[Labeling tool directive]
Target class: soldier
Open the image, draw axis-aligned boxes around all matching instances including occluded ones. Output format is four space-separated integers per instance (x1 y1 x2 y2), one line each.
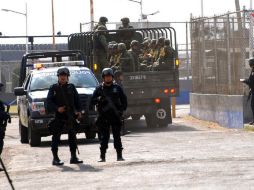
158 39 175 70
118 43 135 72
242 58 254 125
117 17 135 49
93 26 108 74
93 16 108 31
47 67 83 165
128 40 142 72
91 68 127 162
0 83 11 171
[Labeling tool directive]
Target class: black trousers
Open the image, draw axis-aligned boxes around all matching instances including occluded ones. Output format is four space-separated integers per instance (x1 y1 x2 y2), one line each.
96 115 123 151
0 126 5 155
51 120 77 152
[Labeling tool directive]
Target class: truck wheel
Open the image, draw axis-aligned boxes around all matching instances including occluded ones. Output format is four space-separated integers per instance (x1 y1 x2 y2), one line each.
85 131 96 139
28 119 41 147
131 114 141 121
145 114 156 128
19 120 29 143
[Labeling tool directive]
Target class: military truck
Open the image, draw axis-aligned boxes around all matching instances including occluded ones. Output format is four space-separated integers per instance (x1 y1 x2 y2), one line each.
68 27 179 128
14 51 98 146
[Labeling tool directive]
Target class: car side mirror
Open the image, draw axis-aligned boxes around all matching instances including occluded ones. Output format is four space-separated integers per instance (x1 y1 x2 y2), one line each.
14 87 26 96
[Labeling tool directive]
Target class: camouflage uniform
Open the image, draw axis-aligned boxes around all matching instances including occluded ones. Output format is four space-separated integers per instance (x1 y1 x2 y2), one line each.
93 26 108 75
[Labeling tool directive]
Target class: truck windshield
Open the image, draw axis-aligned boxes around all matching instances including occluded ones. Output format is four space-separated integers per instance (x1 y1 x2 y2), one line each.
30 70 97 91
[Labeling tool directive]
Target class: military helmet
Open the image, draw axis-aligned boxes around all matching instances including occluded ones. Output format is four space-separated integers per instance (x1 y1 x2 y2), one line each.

□ □ □ □ □

### Prompt
Rescale every item: reproduce all lines in full, including each item's text, with every bounding-box coordinate multiplied by 0.25 and rounded to the nearest whole number, halves rounded up. Omit the pictures from the output.

### Worked answer
[Labeling tool directive]
Target class: soldier
Open the image, draw axis-aligned boxes around all matching instances including occluded ones. Output format is four space-separated integers per instance (x1 y1 x2 y2), one line each.
40 10 44 18
30 11 34 18
61 15 64 31
29 4 34 12
23 7 27 19
23 4 27 8
12 17 21 41
32 10 36 18
23 17 32 41
0 21 3 43
[Labeling tool directive]
Target class: black trousers
Open the image, draw axis-aligned boxes around all matching instances including occluded ones. Output format is four space-separated integers per instance (x1 y1 x2 y2), one line each.
24 29 31 38
0 32 1 39
13 30 19 38
[Labeling tool directive]
Target class: truck wheel
Open the image, draw axis-aligned boxes around all matching instances including occluded ones. Output format is four space-separated integers per instance (x1 y1 x2 y2), one line each.
21 33 24 35
7 30 10 37
33 29 35 30
36 29 39 32
5 30 7 36
[Labeling tool directive]
Target class: military truck
Open the image, draw axis-aligned boxes around all matching instances including occluded ones. Output format is four space-separated integers per instance (x1 y1 x2 y2), one line each.
17 7 45 32
4 13 25 37
[Labeling tool directive]
Target class: car side mirror
Open the image, draw axis-aligned boxes around all matching instances including occluded ones. Output format is four space-separated integers per instance (x1 y1 x2 y2), one line each.
4 22 7 24
[Labeling tool directive]
Target class: camouflage uniform
Open the image, draw axis-aligned boxes around all matching instances including occluded ones. Output format is four space-separated integers per instance (x1 y1 x2 y2), one line each.
23 7 27 19
[Labeling tool directive]
Target class: truck windshield
Open the image, draw axis-aligned boxes around all matching instances including occluded ones. Output format is four space-separated integers per instance (x1 y1 x2 y2), one line each.
8 18 24 23
[Labeling tool directive]
Target class: military helmet
Open the image, draw axis-aligned boxes around all matching instances including occluded ones. Output format is four space-separated integers per instance (x1 y1 x2 y2), one line each.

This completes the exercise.